## Work to complete
Repeat every record exactly as written.

◇ ◇ ◇ ◇ ◇ ◇ ◇

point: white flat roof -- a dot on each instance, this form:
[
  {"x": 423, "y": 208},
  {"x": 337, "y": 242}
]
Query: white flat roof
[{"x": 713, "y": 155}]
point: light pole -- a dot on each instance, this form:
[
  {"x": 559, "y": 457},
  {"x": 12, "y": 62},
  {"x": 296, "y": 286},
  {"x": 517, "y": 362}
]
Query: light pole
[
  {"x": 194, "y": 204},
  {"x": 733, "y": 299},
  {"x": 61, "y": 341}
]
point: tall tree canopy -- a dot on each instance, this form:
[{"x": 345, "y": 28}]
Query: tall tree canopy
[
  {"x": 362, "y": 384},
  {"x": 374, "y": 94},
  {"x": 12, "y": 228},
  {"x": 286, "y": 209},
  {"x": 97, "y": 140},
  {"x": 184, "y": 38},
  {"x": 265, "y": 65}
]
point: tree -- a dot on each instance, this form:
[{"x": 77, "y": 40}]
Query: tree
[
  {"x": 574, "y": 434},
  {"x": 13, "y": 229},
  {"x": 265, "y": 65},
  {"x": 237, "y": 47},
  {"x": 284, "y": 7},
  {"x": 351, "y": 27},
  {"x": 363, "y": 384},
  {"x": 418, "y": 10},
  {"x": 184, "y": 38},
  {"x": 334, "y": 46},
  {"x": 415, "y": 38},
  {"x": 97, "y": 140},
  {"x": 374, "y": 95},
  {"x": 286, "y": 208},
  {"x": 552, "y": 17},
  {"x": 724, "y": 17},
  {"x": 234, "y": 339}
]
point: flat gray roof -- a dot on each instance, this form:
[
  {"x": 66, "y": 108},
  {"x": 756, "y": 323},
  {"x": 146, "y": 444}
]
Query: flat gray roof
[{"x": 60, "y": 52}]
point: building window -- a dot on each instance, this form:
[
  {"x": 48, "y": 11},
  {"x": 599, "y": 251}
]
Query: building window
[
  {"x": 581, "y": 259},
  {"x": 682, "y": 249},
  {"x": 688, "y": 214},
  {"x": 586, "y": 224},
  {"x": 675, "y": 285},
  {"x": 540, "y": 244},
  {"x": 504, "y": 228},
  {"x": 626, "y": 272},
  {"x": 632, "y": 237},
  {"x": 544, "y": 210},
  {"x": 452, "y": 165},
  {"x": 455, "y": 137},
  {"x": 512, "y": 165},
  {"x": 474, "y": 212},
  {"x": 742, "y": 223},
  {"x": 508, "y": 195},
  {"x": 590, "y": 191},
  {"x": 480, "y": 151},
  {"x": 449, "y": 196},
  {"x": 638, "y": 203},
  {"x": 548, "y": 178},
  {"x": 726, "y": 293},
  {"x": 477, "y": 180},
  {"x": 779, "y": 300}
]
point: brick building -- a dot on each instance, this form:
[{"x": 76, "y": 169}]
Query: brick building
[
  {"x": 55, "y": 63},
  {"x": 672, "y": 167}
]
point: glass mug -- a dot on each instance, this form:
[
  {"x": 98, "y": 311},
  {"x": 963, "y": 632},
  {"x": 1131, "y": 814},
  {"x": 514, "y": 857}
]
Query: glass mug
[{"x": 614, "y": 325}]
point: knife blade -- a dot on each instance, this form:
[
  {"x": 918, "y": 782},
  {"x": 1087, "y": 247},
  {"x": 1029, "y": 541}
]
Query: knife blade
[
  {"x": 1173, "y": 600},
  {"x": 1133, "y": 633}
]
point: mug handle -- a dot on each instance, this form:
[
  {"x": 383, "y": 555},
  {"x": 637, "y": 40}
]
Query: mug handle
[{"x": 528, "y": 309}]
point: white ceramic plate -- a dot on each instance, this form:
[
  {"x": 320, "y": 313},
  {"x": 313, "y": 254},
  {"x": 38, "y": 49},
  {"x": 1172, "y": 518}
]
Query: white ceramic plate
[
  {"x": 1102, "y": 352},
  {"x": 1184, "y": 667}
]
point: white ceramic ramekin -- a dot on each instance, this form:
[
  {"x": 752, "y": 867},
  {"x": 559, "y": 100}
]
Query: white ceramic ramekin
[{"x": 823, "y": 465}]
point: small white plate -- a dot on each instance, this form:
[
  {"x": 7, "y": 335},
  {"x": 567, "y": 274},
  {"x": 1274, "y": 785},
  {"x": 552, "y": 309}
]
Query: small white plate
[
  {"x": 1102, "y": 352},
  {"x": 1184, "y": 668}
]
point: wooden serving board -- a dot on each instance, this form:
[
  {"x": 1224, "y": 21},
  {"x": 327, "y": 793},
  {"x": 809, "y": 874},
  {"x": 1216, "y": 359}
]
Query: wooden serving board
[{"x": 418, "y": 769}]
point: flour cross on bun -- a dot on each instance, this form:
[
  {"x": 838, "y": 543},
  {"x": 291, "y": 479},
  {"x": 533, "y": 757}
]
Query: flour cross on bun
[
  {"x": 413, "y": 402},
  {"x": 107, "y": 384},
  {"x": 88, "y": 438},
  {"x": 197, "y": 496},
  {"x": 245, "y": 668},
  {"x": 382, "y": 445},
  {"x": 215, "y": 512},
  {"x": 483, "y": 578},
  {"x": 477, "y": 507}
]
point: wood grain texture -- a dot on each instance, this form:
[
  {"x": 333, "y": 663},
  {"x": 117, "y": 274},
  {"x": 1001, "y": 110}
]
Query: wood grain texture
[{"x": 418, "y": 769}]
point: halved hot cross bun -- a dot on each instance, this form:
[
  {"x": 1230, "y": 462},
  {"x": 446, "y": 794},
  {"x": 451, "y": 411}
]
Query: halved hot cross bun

◇ ◇ ◇ ◇ ◇ ◇ ◇

## Result of this exercise
point: white flat roof -- a dot on each instance, this form:
[
  {"x": 423, "y": 208},
  {"x": 337, "y": 242}
]
Query: white flat roof
[{"x": 713, "y": 155}]
point: light pole -- a dot on each instance, this form:
[
  {"x": 559, "y": 457},
  {"x": 12, "y": 62},
  {"x": 296, "y": 286},
  {"x": 517, "y": 362}
]
Query: light pole
[
  {"x": 194, "y": 204},
  {"x": 733, "y": 299},
  {"x": 61, "y": 341}
]
point: tall tree canopy -- a dot on each instance, this form:
[{"x": 345, "y": 28}]
Query: tall tree canopy
[
  {"x": 362, "y": 384},
  {"x": 374, "y": 94},
  {"x": 12, "y": 228},
  {"x": 286, "y": 209},
  {"x": 97, "y": 140},
  {"x": 184, "y": 38},
  {"x": 265, "y": 65}
]
point: tree -- a dot on each instance, this form:
[{"x": 77, "y": 40}]
Query: tree
[
  {"x": 574, "y": 434},
  {"x": 13, "y": 229},
  {"x": 265, "y": 65},
  {"x": 237, "y": 47},
  {"x": 284, "y": 7},
  {"x": 351, "y": 27},
  {"x": 363, "y": 384},
  {"x": 418, "y": 10},
  {"x": 184, "y": 38},
  {"x": 334, "y": 46},
  {"x": 415, "y": 38},
  {"x": 97, "y": 140},
  {"x": 374, "y": 95},
  {"x": 286, "y": 208},
  {"x": 552, "y": 17},
  {"x": 724, "y": 17},
  {"x": 234, "y": 339}
]
point: flat gray roof -- a dot on each instance, this form:
[
  {"x": 66, "y": 108},
  {"x": 756, "y": 323},
  {"x": 146, "y": 444}
]
Query: flat gray roof
[{"x": 60, "y": 52}]
point: building window -- a dot on each instance, this form:
[
  {"x": 48, "y": 11},
  {"x": 599, "y": 251}
]
Query: building window
[
  {"x": 581, "y": 259},
  {"x": 682, "y": 249},
  {"x": 688, "y": 214},
  {"x": 586, "y": 224},
  {"x": 675, "y": 285},
  {"x": 540, "y": 244},
  {"x": 504, "y": 228},
  {"x": 626, "y": 272},
  {"x": 632, "y": 237},
  {"x": 544, "y": 210},
  {"x": 452, "y": 165},
  {"x": 455, "y": 137},
  {"x": 512, "y": 165},
  {"x": 474, "y": 212},
  {"x": 742, "y": 223},
  {"x": 508, "y": 195},
  {"x": 590, "y": 191},
  {"x": 480, "y": 151},
  {"x": 449, "y": 196},
  {"x": 638, "y": 203},
  {"x": 548, "y": 178},
  {"x": 726, "y": 293},
  {"x": 477, "y": 180},
  {"x": 779, "y": 300}
]
point: brick building -- a dot on each instance, this form:
[{"x": 76, "y": 169}]
Query: brick building
[
  {"x": 55, "y": 63},
  {"x": 672, "y": 167}
]
point: glass mug -- a dot on each instance, this form:
[
  {"x": 98, "y": 311},
  {"x": 963, "y": 632},
  {"x": 1131, "y": 814},
  {"x": 514, "y": 857}
]
Query: glass mug
[{"x": 614, "y": 325}]
point: knife blade -- a dot on each instance, this form:
[
  {"x": 918, "y": 782},
  {"x": 1087, "y": 247},
  {"x": 1029, "y": 541}
]
Query: knife blade
[
  {"x": 1173, "y": 600},
  {"x": 1133, "y": 633}
]
point: mug handle -- a dot on each instance, this form:
[
  {"x": 383, "y": 555},
  {"x": 637, "y": 40}
]
Query: mug handle
[{"x": 528, "y": 309}]
point: white ceramic plate -- a dot on each instance, this form:
[
  {"x": 320, "y": 313},
  {"x": 313, "y": 254},
  {"x": 38, "y": 49},
  {"x": 1172, "y": 518}
]
Query: white ceramic plate
[
  {"x": 1102, "y": 352},
  {"x": 1184, "y": 667}
]
point: white ceramic ramekin -- a dot on each instance, this form:
[
  {"x": 752, "y": 867},
  {"x": 559, "y": 100}
]
Query: white ceramic ramekin
[{"x": 823, "y": 465}]
point: small white plate -- a dot on each instance, this form:
[
  {"x": 7, "y": 335},
  {"x": 567, "y": 274},
  {"x": 1274, "y": 785},
  {"x": 552, "y": 309}
]
Query: small white plate
[
  {"x": 1102, "y": 352},
  {"x": 1184, "y": 668}
]
point: wooden serving board -- a dot on each instance, this form:
[
  {"x": 1224, "y": 21},
  {"x": 327, "y": 793},
  {"x": 809, "y": 874},
  {"x": 1216, "y": 359}
]
Query: wooden serving board
[{"x": 418, "y": 769}]
point: flour cross on bun -- a dot on each instance, this form:
[
  {"x": 838, "y": 543},
  {"x": 291, "y": 479},
  {"x": 533, "y": 757}
]
Query: flour cross on bun
[
  {"x": 413, "y": 402},
  {"x": 107, "y": 384},
  {"x": 88, "y": 438},
  {"x": 197, "y": 496},
  {"x": 245, "y": 668},
  {"x": 382, "y": 445},
  {"x": 215, "y": 512},
  {"x": 483, "y": 578},
  {"x": 477, "y": 507}
]
point: wood grain texture -- a dot on each instance, this form:
[
  {"x": 333, "y": 663},
  {"x": 117, "y": 274},
  {"x": 1001, "y": 110}
]
Query: wood grain texture
[{"x": 418, "y": 769}]
point: halved hot cross bun -- a dot on each instance, this form:
[
  {"x": 1230, "y": 462},
  {"x": 446, "y": 794},
  {"x": 451, "y": 411}
]
Query: halved hot cross bun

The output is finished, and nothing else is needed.